▸ **Work to be completed**: Write out every line of the material below word for word, leaving out the images.
◆ ◆ ◆ ◆
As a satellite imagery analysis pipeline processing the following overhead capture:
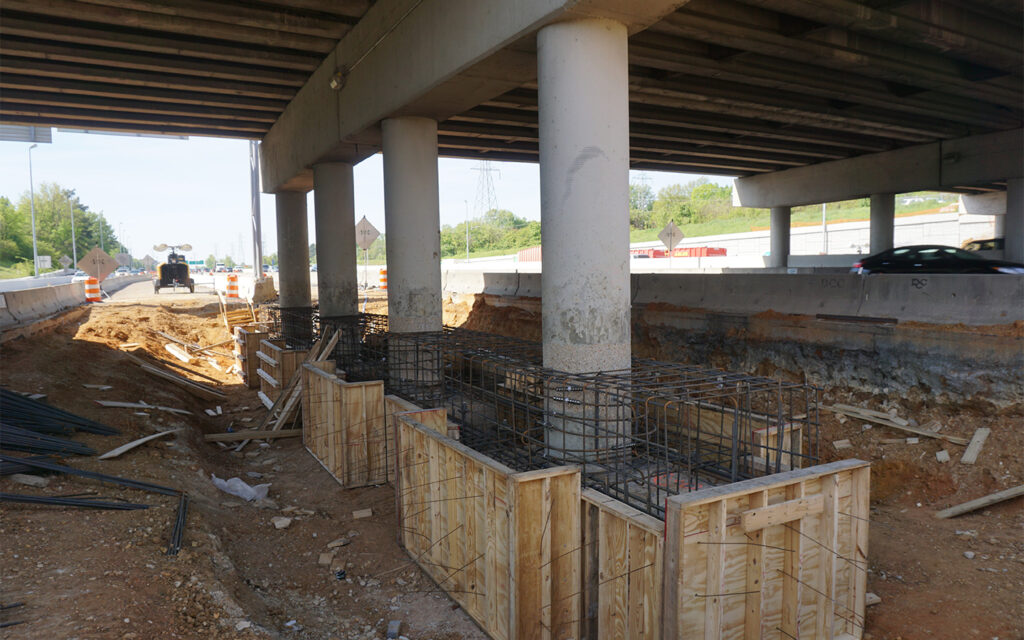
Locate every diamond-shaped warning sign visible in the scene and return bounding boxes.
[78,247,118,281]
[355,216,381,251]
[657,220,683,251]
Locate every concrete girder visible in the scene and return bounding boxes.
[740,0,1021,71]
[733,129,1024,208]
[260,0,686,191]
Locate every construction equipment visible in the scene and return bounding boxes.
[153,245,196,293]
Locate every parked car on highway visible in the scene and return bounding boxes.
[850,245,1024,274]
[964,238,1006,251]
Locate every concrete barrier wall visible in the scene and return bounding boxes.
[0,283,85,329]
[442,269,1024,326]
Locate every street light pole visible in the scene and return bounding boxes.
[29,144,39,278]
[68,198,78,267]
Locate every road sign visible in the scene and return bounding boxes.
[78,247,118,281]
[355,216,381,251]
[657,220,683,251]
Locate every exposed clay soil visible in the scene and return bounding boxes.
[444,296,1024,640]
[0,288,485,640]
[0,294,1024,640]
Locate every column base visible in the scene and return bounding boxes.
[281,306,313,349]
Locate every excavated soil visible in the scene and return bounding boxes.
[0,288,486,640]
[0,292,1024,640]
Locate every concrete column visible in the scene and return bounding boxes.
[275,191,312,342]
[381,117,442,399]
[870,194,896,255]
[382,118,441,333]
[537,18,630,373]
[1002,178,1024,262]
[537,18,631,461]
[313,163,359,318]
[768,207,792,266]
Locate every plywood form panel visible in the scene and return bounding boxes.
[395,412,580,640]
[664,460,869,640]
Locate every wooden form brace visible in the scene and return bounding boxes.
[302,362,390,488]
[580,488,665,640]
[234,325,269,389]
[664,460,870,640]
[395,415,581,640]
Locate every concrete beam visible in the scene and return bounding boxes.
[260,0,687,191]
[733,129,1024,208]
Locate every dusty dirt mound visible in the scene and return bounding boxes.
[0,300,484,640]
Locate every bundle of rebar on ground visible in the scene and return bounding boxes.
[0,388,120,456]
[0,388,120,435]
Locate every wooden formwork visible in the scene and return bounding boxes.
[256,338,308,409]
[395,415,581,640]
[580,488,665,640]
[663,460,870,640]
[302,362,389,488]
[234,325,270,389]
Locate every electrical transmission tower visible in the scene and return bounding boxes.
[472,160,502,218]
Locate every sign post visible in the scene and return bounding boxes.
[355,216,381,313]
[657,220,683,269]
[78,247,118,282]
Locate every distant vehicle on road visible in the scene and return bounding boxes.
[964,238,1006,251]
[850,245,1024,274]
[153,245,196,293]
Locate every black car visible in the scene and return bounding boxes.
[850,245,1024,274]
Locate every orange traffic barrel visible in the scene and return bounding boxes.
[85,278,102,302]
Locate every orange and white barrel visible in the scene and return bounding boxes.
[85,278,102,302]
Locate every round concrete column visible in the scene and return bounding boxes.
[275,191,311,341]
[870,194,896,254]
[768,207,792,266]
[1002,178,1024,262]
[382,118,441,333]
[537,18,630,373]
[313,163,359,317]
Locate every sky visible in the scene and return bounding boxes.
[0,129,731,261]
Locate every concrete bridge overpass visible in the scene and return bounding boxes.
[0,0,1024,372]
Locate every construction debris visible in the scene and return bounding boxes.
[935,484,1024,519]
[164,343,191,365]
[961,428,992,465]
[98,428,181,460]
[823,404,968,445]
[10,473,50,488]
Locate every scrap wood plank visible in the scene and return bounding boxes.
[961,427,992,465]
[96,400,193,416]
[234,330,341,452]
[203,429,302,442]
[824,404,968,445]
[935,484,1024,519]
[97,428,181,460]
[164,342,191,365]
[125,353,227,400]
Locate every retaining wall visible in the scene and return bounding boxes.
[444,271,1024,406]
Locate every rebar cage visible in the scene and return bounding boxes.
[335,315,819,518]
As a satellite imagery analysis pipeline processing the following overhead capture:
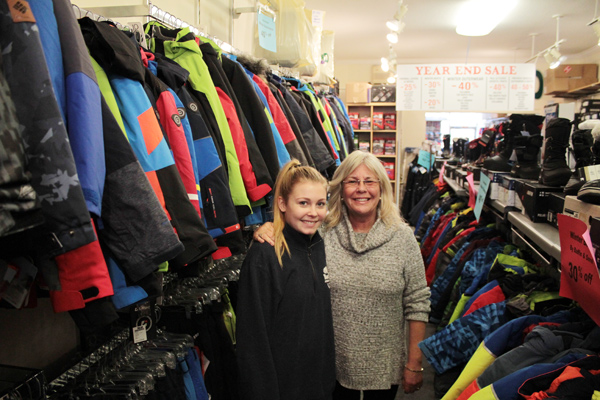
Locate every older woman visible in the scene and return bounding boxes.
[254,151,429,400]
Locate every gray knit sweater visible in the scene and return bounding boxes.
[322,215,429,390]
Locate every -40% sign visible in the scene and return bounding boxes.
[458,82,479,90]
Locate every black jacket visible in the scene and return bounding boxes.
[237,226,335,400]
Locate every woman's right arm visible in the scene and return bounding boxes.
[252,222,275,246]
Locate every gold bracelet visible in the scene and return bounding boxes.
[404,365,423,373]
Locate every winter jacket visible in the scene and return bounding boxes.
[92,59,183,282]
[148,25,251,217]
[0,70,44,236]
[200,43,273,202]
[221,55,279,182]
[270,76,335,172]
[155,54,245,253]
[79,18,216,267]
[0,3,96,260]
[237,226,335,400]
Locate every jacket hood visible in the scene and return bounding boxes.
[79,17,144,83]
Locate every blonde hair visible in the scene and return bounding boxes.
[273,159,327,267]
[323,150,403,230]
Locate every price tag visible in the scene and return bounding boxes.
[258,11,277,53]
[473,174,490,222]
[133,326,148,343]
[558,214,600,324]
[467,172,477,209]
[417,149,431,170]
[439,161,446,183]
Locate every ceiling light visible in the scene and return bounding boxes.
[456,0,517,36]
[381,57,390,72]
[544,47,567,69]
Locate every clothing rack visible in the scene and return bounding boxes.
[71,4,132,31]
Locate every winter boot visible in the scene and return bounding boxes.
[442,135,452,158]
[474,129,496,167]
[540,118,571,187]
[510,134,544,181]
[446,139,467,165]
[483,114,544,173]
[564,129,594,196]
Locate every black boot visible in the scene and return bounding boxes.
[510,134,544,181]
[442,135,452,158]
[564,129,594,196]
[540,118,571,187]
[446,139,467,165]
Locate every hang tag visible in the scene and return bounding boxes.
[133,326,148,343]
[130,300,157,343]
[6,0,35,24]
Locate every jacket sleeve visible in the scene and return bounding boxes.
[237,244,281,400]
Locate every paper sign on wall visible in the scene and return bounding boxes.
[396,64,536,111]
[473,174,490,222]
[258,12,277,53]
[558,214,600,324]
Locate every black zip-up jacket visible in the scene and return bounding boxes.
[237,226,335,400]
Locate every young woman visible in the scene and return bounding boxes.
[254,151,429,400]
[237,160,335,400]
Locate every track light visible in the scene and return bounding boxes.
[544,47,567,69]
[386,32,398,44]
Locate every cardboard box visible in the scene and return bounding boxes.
◆ ◆ ◆ ◆
▸ **Output**:
As a satellite imagery analysis pipeline processing the following overhead capture:
Locate every diamond-shaped warning sign visible in the scene and return bounding boxes.
[78,247,118,281]
[355,216,381,251]
[657,220,683,251]
Locate every concrete girder visible in the scene and return bounding boxes.
[740,0,1021,71]
[733,129,1024,208]
[260,0,686,191]
Locate every construction equipment visible in the scene and return bounding boxes.
[153,245,196,293]
Locate every parked car on highway visible in the scene and return bounding boxes.
[850,245,1024,274]
[964,238,1006,251]
Locate every concrete barrier wall visible in the scene and return bounding boxes.
[0,283,85,329]
[442,269,1024,326]
Locate every street light pole visible in the scene and return bounding boxes.
[29,144,39,278]
[68,198,78,267]
Locate every road sign visible in the scene and return bounding boxes.
[78,247,118,281]
[355,216,381,251]
[657,220,683,251]
Locate every exposed clay soil visible in the scene and return bounding boxes.
[444,296,1024,640]
[0,288,485,640]
[0,294,1024,640]
Locate every column base visible in the scene and return bounding boxes.
[281,306,313,349]
Locate every excavated soil visible in the scene and return bounding boxes.
[0,288,486,640]
[0,292,1024,640]
Locate every concrete column visible in the scene and return bounding boxes.
[275,191,312,342]
[381,117,442,399]
[870,194,896,255]
[382,118,441,333]
[537,18,630,373]
[1002,178,1024,262]
[537,18,631,461]
[313,163,359,318]
[768,207,792,266]
Locate every plywood form panel visible in the scene and return bounding boxes.
[395,412,580,640]
[664,460,869,640]
Locate every wooden form brace visible in the scene and return bounding boxes.
[302,362,390,488]
[580,488,665,640]
[234,325,269,389]
[664,460,870,640]
[395,415,581,640]
Locate every concrete beam visible in the scene and return bounding boxes.
[260,0,687,191]
[733,129,1024,208]
Locate every dusty dirt mound visible in the scene and return bounding boxes.
[0,300,484,640]
Locate every bundle of rebar on ground visible in the scene and return bounding boxes.
[0,388,120,456]
[0,388,120,435]
Locate every wooden formwork visible in the scene and return bounding boxes.
[256,338,308,409]
[395,415,581,640]
[580,488,665,640]
[663,460,870,640]
[302,362,389,488]
[234,325,270,389]
Locate every electrical transmission tower visible in the scene and return bounding boxes.
[472,160,502,218]
Locate every sign post visible in the scene and return bounding boxes.
[355,216,381,313]
[657,220,683,269]
[78,247,118,282]
Locate every distant vehicle on road visible in the scene and return bounding boxes.
[964,238,1006,251]
[850,245,1024,274]
[153,245,196,293]
Locate every black car visible in the scene and return bounding boxes.
[850,245,1024,274]
Locate every orange traffic barrel visible in the scene and return bounding boxes.
[85,278,102,302]
Locate every orange and white barrel visible in the scene and return bounding boxes.
[85,278,102,302]
Locate every round concrete column visible in the scene and return bounding boxes.
[275,191,311,341]
[870,194,896,254]
[768,207,792,266]
[1002,178,1024,262]
[382,118,441,333]
[537,18,630,373]
[313,163,359,317]
Locate every sky visible in the scene and return bounding boxes.
[0,129,731,261]
Locate every concrete bridge overpass visible in the scene and return bounding boxes.
[0,0,1024,372]
Locate every construction debris visible in the scene and return bounding boxes.
[935,484,1024,519]
[164,343,191,365]
[961,428,992,465]
[98,428,181,460]
[823,404,968,445]
[10,473,50,488]
Locate every scrap wood plank visible in the scene and return bounding boxes.
[961,427,992,465]
[96,400,193,416]
[234,330,341,452]
[203,429,302,442]
[824,404,968,445]
[935,484,1024,519]
[97,428,181,460]
[164,342,191,365]
[125,353,227,400]
Locate every retaining wall visible in the scene and return bounding boxes.
[444,271,1024,406]
Locate every rebar cage visible in the scene and return bounding boxes.
[335,315,819,518]
As a satellite imagery analysis pipeline processing the following overhead capture:
Locate every older woman visible in the scene and return bounding boxes.
[254,151,429,400]
Locate every gray knit sweater visible in the scene and return bounding boxes.
[322,215,429,390]
Locate every -40% sign visible in the scene and return bounding boxes.
[458,82,479,90]
Locate every black jacket visible in the scene and return bounding boxes.
[237,226,335,400]
Locate every woman's right arm visible in the scene and return bounding boxes.
[252,222,275,246]
Locate every gold bracelet visible in the scene and return bounding boxes.
[404,365,423,373]
Locate every winter jacket visible in the scene and return bounding boxes.
[92,59,183,282]
[148,25,251,217]
[0,70,44,236]
[200,43,273,202]
[221,55,279,182]
[270,76,335,172]
[155,54,245,253]
[79,18,216,267]
[0,3,96,260]
[237,226,335,400]
Locate every jacket hood visible in the scene and return bounding boxes.
[79,17,144,83]
Locate every blonde hair visible in the scene and return bounding boxes.
[273,159,327,267]
[323,150,403,230]
Locate every price tag visible in the scene and return bounding boxes.
[258,11,277,53]
[473,174,490,222]
[133,326,148,343]
[558,214,600,324]
[467,172,477,209]
[417,149,431,170]
[439,161,446,183]
Locate every ceiling light visible in the scene and return bounding boxes.
[456,0,517,36]
[381,57,390,72]
[544,47,567,69]
Locate every clothing rack visible in the scene and return bounding boxes.
[71,4,132,31]
Locate every winter boot visible in the scene and return bounding boxes.
[442,135,452,158]
[474,129,496,167]
[540,118,571,187]
[510,134,544,181]
[446,139,467,165]
[483,114,544,173]
[564,129,594,196]
Locate every black boot visible in the scene and return bounding boxes.
[510,134,544,181]
[442,135,452,158]
[564,129,594,196]
[540,118,571,187]
[446,139,467,165]
Locate every hang tag visible in the scene and return bounding boxes.
[133,326,148,343]
[130,300,157,343]
[6,0,35,24]
Locate every jacket sleeve visible in the scene and return bounding boxes.
[237,244,281,400]
Locate every paper sign on wall visible in the scene and return bounding boxes.
[396,64,536,111]
[473,174,490,222]
[258,12,277,53]
[558,214,600,324]
Locate every black zip-up jacket visible in the scene and return bounding boxes.
[237,226,335,400]
Locate every young woman visible in the scene and return bounding boxes.
[254,151,429,400]
[237,160,335,400]
Locate every track light visible in the scene and return bounding boxes.
[544,47,567,69]
[386,32,398,44]
Locate every cardboard box visible in the scene and return bounding boxes.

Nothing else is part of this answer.